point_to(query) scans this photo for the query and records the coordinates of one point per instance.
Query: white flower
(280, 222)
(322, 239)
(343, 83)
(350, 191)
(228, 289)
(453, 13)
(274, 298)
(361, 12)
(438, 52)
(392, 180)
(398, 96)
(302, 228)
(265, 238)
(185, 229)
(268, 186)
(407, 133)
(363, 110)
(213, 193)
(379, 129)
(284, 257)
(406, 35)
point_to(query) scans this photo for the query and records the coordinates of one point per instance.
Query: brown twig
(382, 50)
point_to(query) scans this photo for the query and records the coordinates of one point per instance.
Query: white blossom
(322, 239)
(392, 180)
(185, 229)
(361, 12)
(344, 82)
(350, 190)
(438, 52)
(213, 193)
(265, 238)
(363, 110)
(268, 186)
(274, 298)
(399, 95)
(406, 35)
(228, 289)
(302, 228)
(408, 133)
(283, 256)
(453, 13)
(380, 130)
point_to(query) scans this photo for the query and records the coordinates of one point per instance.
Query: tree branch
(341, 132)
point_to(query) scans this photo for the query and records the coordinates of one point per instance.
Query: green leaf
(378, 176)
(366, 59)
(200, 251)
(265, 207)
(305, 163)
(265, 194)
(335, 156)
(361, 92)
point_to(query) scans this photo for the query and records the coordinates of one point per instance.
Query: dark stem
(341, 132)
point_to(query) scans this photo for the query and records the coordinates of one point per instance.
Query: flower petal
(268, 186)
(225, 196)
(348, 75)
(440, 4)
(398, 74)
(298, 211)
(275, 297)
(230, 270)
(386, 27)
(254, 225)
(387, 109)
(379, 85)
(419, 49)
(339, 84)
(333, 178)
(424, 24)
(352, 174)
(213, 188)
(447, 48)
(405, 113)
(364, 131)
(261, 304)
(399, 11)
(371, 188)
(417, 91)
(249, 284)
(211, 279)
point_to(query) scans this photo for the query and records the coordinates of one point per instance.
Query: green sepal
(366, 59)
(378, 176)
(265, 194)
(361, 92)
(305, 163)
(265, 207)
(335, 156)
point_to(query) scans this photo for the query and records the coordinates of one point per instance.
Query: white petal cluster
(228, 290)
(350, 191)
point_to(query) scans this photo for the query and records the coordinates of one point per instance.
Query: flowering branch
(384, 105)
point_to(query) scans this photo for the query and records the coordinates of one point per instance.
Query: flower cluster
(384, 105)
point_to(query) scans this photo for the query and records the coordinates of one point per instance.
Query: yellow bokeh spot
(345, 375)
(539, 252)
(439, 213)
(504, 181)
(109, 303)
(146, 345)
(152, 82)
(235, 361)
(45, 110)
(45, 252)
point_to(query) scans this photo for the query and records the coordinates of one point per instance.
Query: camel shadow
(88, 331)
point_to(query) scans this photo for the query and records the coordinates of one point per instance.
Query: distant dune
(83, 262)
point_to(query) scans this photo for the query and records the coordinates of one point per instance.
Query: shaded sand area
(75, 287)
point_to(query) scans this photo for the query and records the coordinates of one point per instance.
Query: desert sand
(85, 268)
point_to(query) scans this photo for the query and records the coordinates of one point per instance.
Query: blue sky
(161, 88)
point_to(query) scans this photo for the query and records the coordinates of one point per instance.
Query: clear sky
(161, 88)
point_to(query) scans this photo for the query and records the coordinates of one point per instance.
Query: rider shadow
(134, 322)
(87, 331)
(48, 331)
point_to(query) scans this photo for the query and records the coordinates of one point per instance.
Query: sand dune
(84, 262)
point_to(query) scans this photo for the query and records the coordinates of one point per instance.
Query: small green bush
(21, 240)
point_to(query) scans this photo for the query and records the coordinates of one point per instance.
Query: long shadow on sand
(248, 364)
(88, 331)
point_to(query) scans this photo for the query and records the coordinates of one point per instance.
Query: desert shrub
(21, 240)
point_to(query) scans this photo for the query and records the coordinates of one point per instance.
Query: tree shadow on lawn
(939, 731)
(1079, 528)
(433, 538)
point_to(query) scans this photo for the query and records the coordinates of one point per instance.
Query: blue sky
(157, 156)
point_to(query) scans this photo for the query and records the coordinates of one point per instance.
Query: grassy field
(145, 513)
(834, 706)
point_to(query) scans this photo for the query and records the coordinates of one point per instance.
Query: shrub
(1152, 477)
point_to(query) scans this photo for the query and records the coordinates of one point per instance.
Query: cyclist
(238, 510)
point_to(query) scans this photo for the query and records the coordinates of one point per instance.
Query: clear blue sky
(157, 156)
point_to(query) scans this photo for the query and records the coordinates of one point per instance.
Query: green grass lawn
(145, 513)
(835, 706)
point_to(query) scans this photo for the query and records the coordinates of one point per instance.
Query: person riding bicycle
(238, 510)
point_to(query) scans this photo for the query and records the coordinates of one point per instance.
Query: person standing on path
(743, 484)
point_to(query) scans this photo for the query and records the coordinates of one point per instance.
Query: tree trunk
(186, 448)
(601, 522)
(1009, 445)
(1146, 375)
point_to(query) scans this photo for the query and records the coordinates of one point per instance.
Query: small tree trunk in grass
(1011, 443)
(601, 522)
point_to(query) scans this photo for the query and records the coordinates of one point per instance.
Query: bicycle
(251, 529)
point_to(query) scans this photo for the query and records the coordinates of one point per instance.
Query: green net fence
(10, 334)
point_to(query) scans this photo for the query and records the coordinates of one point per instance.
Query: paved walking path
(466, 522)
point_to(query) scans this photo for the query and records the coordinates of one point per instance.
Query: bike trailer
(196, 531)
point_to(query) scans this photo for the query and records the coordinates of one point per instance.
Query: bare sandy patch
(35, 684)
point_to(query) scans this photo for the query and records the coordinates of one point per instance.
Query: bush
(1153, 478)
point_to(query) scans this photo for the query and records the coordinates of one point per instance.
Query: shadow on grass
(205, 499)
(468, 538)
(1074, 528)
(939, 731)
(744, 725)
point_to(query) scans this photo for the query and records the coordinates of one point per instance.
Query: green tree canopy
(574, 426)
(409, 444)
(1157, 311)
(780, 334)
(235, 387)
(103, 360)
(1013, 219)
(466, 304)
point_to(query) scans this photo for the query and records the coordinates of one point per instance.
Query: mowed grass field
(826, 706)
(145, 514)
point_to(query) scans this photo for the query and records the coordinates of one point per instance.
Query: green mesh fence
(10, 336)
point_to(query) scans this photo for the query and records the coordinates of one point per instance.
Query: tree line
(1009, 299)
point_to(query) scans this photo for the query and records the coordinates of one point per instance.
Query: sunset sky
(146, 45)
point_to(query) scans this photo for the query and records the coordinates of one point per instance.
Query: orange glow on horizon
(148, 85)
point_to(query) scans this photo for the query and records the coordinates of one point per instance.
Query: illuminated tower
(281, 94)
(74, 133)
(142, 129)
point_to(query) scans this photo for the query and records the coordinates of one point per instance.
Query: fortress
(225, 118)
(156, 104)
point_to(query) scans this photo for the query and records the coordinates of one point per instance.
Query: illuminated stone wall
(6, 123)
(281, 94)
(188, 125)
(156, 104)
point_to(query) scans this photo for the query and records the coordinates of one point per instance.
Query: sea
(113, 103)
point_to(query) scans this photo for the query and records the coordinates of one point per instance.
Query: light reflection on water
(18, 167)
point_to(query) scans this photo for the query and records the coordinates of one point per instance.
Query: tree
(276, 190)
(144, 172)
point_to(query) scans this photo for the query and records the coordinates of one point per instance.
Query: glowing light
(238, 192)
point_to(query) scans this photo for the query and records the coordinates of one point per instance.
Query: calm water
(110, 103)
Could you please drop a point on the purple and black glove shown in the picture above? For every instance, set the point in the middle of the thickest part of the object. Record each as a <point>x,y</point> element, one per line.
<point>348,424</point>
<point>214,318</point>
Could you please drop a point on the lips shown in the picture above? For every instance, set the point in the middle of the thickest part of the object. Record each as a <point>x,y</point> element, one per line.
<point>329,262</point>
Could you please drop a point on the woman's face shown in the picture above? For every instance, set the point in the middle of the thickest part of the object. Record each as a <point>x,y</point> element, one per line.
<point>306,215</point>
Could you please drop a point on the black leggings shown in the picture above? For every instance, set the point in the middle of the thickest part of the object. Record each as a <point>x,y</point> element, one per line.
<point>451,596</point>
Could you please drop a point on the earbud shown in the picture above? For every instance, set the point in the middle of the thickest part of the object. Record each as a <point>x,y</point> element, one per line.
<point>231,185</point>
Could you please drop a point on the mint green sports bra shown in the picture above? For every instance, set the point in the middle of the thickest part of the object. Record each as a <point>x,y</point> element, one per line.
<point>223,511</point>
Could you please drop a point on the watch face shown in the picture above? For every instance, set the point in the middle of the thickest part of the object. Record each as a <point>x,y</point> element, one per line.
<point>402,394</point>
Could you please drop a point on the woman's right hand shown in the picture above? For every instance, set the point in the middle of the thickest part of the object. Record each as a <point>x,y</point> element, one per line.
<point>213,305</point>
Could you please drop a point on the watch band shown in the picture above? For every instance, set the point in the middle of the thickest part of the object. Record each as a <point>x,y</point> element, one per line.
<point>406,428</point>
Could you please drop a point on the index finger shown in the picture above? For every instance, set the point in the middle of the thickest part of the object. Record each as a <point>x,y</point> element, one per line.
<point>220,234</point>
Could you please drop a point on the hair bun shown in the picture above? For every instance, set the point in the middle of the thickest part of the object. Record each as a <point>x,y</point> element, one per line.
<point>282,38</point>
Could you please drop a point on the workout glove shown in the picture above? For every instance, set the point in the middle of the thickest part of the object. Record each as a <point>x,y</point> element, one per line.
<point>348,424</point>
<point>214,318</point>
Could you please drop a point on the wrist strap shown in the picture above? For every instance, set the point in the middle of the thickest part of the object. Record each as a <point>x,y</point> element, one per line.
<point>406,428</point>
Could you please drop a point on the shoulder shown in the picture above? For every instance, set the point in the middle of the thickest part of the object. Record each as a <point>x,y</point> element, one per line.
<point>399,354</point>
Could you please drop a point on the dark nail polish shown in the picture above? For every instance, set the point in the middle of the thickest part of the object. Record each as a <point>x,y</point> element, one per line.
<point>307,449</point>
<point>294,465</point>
-=-=-
**Assignment**
All lines from the one containing "Could you please drop a point on the workout" through the final line of the records above are to be set down exactly, and no other line is to appear.

**Output for this task**
Could you please drop a point on the workout glove shown in the picture above? For every instance, set the point in the middle of the thickest part of the object. Record each as a <point>x,y</point> element, one per line.
<point>348,424</point>
<point>214,318</point>
Could you please drop a point on the wrist strap shown in the picture above? For every instance, set the point in the middle of the thickest part of the object. Record each as a <point>x,y</point> element, one per line.
<point>406,428</point>
Could you please drop a point on the shoulder shown in the picture above? For every instance, set the point in the middle of the thickest part of the object. Record each as a <point>x,y</point> element, one per line.
<point>399,354</point>
Could you please drop a point on the dark nail polish shown in the picture above? For every instance, set the point in the middle of the thickest part of the object. Record each as a <point>x,y</point> element, one per line.
<point>307,449</point>
<point>294,465</point>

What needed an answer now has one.